Starbucks told the Washington Post in an email statement it plans to appeal the verdict.
“We sympathise with Mr Garcia, but we disagree with the jury’s decision that we were at fault for this incident and believe the damages awarded to be excessive,” the statement reads. “We have always been committed to the highest safety standards in our stores, including the handling of hot drinks.”
Medicine Ball hot tea – steamed lemonade, hot water, Jade Citrus Mint green tea, Peach Tranquility tea and honey – was originally an off-menu drink and was touted as a cure-all for cold and flu symptoms. Starbucks has since begun offering a similar drink called Honey Citrus Mint tea.
Attorneys for Garcia said the company had originally offered to settle but wanted confidentiality. “We said we would settle for $30m without confidentiality and only if Starbucks agreed to publicly apologise and promise to change policy to prevent this from happening again,” the attorneys said in their statement.
“We are proud of Michael for standing up for himself and having the courage to tell his story,” Garcia’s attorneys added.
There have been a number of high-profile lawsuits filed across the country related to injuries from hot beverages, with the most well-known one being the 1994 lawsuit filed against McDonald’s by Stella Liebeck. Liebeck suffered severe burns at age 79 when she spilled hot coffee on herself in the drive-through of an Albuquerque branch of the fast-food chain. A jury awarded Liebeck more than US$2m in punitive damages, which a judge later reduced; Liebeck and McDonald’s ultimately settled for an undisclosed amount under $600,000. McDonald’s was sued again in 2023 by an 85-year-old woman who said she suffered first and second-degree burns from a McDonald’s coffee while leaving a San Francisco drive-through.
Last year, a JetBlue passenger sued the airline after a crew member allegedly spilled a hot drink on her during a turbulent flight, causing what she described as “severe burns” on her chest, legs and arm.
Starbucks has also previously been the subject of hot-drink injury lawsuits. During a trial in which a jury awarded US$100,000 to a Florida woman who said she was permanently scarred after a lid fell off a Venti-size Starbucks cup and spilled 87C coffee into her lap, a Starbucks representative testified the company receives 80 complaints a month related to lid leaks and lids popping off, according to the law firm Morgan & Morgan. In 2017, a Colorado woman filed a lawsuit against the coffee giant, saying she suffered burns from an improperly secured cup of tea that was so hot it caused her clothes to melt and ultimately killed her dog, who had jumped into her lap when she began to scream in pain, causing the tea to spill on to him.

*What you will do:* Rewrite the Starbucks lawsuit excerpt from the words "Starbucks told the" through "Citrus Mint tea.", replacing "verdict" with "ruling".

Data entries
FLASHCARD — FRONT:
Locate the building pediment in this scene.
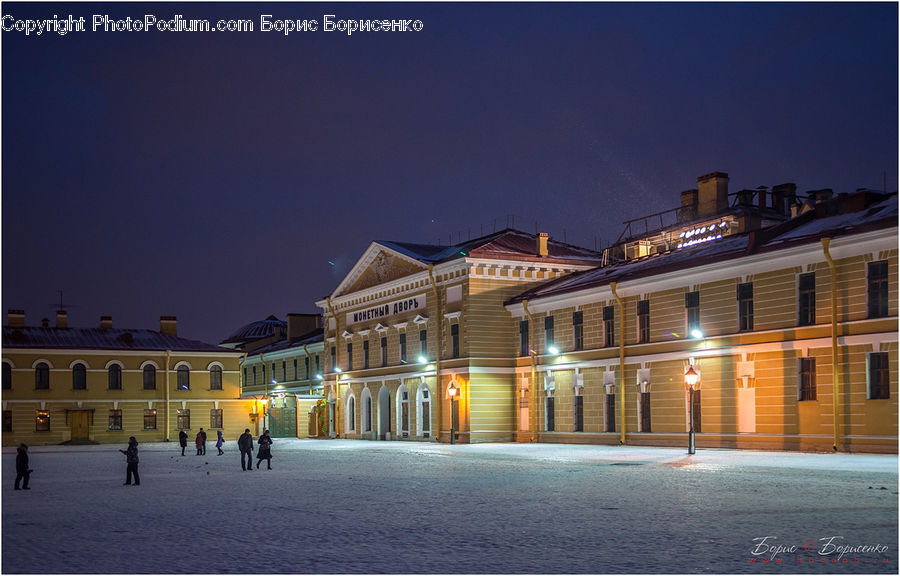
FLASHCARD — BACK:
[332,242,427,297]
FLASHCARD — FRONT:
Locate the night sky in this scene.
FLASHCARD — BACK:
[2,2,898,343]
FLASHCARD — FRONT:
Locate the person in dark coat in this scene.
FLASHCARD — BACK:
[256,430,272,470]
[238,428,253,470]
[119,436,141,486]
[15,442,31,490]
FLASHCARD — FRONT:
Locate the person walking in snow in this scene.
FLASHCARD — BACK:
[238,428,253,470]
[119,436,141,486]
[14,442,31,490]
[256,430,272,470]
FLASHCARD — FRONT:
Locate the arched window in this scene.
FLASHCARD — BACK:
[109,364,122,390]
[72,364,87,390]
[34,362,50,390]
[209,365,222,390]
[144,364,156,390]
[178,364,191,390]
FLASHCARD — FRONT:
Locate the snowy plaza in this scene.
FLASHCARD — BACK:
[2,439,898,574]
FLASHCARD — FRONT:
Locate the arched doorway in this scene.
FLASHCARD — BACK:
[378,386,391,440]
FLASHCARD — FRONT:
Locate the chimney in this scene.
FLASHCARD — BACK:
[6,310,25,328]
[697,172,728,217]
[772,182,797,214]
[537,232,550,258]
[287,313,322,340]
[159,316,178,336]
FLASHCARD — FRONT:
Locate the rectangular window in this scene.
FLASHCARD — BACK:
[869,352,891,400]
[799,358,816,402]
[737,282,753,331]
[34,410,50,432]
[797,272,816,326]
[638,300,650,343]
[209,408,222,428]
[866,260,888,318]
[144,408,156,430]
[519,320,528,356]
[177,408,191,430]
[641,392,650,432]
[572,310,584,350]
[606,394,616,432]
[603,306,616,348]
[574,396,584,432]
[684,292,700,337]
[109,410,122,430]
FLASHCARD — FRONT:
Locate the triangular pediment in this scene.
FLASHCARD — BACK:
[333,242,428,297]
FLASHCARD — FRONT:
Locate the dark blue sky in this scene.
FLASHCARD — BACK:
[2,2,898,342]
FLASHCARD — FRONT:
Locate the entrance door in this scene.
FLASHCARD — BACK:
[378,386,391,440]
[69,410,91,440]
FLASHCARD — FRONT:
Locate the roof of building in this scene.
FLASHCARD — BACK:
[506,191,898,305]
[3,326,233,352]
[221,316,287,344]
[376,228,602,264]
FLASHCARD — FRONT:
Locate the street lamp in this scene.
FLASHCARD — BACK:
[447,382,459,444]
[684,364,700,454]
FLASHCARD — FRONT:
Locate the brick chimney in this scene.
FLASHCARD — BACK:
[697,172,728,218]
[287,313,322,340]
[537,232,550,258]
[159,316,178,336]
[6,310,25,328]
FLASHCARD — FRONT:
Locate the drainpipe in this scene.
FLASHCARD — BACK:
[166,350,172,442]
[609,282,625,446]
[323,296,341,438]
[428,264,444,442]
[522,300,539,442]
[822,238,841,452]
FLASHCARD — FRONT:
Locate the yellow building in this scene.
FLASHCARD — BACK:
[221,314,324,438]
[506,173,898,453]
[316,229,600,442]
[2,310,253,445]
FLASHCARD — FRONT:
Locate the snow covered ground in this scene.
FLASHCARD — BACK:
[2,439,900,574]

*Result of this task:*
Starbucks told the Washington Post in an email statement it plans to appeal the ruling.
“We sympathise with Mr Garcia, but we disagree with the jury’s decision that we were at fault for this incident and believe the damages awarded to be excessive,” the statement reads. “We have always been committed to the highest safety standards in our stores, including the handling of hot drinks.”
Medicine Ball hot tea – steamed lemonade, hot water, Jade Citrus Mint green tea, Peach Tranquility tea and honey – was originally an off-menu drink and was touted as a cure-all for cold and flu symptoms. Starbucks has since begun offering a similar drink called Honey Citrus Mint tea.